◆ **Document passage**:
See? This is what I was complaining about. RiVo added "Get New Experience" into My Shows, leading to exactly this situation. What's next? Will they do like Microsoft and upgrade you anyway after you say no?


----------



## Mikeguy (Jul 28, 2005)

Lurker1 said:


> See? This is what I was complaining about. RiVo added "Get New Experience" into My Shows, leading to exactly this situation. What's next? Will they do like Microsoft and upgrade you anyway after you say no?


Per TiVo Ted, no (at least currently).


----------



## JoeKustra (Dec 7, 2012)

Lurker1 said:


> See? This is what I was complaining about. RiVo added "Get New Experience" into My Shows, leading to exactly this situation. What's next? Will they do like Microsoft and upgrade you anyway after you say no?


Uncheck in the Manage Apps menu. It will not show after that.


----------



## HerronScott (Jan 1, 2002)

javersa said:


> So far I don't like this UX. There's also some lost remote functionality. The left arrow doesn't take you out of folders or back in the menu anymore. You'd essentially need to hit the Tivo button to start back at the beginning every time for older remotes or if you ever use the Tivo App remote to control your box since those don't have a dedicated back button that this UX requires you to use! Wish we didn't upgrade!


The Zoom button is supposed to work as the Back button on those remotes.

* Series 4 and original TiVo Mini Remotes (has the A, B, C, D buttons without *BACK*), *ZOOM* will act as '*BACK'* on the TiVo Experience 4.

◆ **Supplied records**:

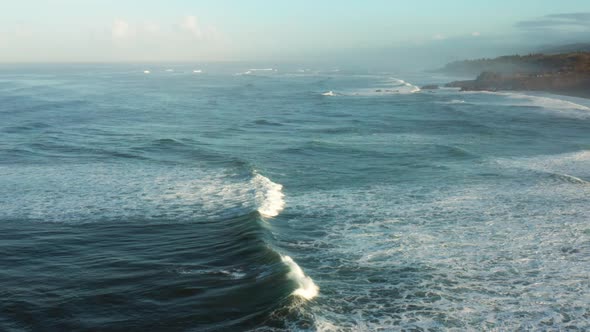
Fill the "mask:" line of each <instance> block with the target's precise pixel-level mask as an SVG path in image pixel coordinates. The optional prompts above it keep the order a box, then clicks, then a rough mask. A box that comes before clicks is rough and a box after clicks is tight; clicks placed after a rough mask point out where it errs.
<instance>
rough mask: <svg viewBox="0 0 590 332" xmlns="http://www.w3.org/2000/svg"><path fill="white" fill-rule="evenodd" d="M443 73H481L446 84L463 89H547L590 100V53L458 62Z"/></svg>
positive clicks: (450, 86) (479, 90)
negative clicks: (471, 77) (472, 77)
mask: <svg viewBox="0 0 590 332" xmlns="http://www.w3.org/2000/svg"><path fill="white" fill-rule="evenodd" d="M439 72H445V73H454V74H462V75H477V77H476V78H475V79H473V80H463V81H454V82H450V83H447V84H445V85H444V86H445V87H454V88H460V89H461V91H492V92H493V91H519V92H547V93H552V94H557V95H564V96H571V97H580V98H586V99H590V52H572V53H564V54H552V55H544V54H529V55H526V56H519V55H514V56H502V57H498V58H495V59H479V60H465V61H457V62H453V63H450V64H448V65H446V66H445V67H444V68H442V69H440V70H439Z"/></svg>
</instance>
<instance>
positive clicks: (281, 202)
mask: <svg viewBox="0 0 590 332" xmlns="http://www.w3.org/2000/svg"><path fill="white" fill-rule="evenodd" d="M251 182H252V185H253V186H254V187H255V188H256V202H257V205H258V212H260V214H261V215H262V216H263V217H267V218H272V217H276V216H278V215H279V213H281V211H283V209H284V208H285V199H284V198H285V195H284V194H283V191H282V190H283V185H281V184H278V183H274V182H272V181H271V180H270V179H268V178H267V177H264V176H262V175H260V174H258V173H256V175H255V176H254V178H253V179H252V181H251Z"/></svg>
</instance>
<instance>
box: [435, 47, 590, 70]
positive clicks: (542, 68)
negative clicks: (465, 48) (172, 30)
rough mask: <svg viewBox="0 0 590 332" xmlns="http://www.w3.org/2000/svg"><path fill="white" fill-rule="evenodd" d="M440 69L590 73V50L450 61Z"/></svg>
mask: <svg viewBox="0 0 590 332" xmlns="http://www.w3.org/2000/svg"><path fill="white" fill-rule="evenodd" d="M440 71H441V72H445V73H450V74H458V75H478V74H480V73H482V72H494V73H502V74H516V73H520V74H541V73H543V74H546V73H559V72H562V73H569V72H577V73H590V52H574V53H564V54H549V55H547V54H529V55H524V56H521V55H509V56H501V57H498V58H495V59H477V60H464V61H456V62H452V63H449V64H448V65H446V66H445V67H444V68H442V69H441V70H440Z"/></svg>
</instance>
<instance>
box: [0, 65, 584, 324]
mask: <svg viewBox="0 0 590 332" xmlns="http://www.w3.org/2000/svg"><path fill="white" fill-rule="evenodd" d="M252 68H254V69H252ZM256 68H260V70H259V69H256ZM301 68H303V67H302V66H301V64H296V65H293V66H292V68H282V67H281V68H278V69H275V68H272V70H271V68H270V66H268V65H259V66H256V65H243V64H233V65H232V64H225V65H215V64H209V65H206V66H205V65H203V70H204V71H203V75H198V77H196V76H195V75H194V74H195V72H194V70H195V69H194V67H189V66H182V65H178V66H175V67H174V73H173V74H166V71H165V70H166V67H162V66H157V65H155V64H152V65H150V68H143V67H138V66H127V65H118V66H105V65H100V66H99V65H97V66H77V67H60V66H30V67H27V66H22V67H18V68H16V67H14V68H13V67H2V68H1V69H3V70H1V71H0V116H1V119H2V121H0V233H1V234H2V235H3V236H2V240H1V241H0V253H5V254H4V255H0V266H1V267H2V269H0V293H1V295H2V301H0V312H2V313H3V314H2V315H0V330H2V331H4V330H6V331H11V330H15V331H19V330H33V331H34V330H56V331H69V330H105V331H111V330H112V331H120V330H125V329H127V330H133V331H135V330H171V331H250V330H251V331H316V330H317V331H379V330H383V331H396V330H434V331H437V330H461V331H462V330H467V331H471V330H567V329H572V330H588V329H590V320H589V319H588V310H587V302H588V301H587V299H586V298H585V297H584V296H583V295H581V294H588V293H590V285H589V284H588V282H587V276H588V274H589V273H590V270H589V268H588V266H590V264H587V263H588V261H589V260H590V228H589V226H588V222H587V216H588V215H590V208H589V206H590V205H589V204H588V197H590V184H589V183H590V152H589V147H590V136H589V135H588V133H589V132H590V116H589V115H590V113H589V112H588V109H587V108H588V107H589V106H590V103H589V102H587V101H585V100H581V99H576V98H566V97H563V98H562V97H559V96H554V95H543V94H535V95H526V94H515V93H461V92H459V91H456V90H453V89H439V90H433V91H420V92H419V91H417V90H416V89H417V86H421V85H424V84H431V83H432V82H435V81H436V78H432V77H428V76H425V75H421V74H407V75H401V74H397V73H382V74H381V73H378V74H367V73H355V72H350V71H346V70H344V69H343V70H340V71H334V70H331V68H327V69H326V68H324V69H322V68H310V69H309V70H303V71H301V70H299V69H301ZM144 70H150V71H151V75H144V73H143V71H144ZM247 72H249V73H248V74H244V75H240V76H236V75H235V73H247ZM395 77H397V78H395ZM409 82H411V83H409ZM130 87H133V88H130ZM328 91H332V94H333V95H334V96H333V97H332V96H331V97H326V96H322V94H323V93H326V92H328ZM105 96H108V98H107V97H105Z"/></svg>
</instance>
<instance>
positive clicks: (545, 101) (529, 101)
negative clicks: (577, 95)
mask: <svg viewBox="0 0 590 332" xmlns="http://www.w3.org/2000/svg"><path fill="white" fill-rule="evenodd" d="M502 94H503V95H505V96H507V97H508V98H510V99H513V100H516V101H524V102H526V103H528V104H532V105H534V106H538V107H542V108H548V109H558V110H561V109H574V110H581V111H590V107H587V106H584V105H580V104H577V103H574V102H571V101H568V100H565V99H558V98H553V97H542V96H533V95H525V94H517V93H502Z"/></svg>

◆ **Exercise A**:
Extract the passage of the TiVo forum thread starting at "The Zoom button" and ending at "TiVo Experience 4.".
◆ **Exercise B**:
Put the lines of the records, starting at the beginning of the records and ending at the line that contains "positive clicks: (450, 86) (479, 90)", into a JSON list of strings with one string per line and no blank lines. Leave the pictures out of the list.
The TiVo forum thread and the records come from unrelated sources.

◆ **Response area A**:
The Zoom button is supposed to work as the Back button on those remotes.

* Series 4 and original TiVo Mini Remotes (has the A, B, C, D buttons without *BACK*), *ZOOM* will act as '*BACK'* on the TiVo Experience 4.

◆ **Response area B**:
[
  "Fill the \"mask:\" line of each <instance> block with the target's precise pixel-level mask as an SVG path in image pixel coordinates. The optional prompts above it keep the order a box, then clicks, then a rough mask. A box that comes before clicks is rough and a box after clicks is tight; clicks placed after a rough mask point out where it errs.",
  "<instance>",
  "rough mask: <svg viewBox=\"0 0 590 332\" xmlns=\"http://www.w3.org/2000/svg\"><path fill=\"white\" fill-rule=\"evenodd\" d=\"M443 73H481L446 84L463 89H547L590 100V53L458 62Z\"/></svg>",
  "positive clicks: (450, 86) (479, 90)"
]